*Supplied material:*
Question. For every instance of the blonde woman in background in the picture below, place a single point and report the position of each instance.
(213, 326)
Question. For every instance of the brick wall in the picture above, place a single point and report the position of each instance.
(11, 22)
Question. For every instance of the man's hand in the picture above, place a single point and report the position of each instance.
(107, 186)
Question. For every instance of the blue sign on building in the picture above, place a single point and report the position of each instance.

*Task description:*
Copy all of the data above word for word.

*Written answer:*
Question. For every instance of the blonde woman in background in the picture below, place a single point and report the position of each instance.
(213, 326)
Question. For every instance of the brick wall in the picture above, place a single point and report the position of each instance.
(11, 22)
Question. For every instance of the man's hand in the picture above, place a single point and report the position of each instance.
(107, 186)
Question. For every instance of the blue sign on building in the picture above, place a single point and report the position of each instance.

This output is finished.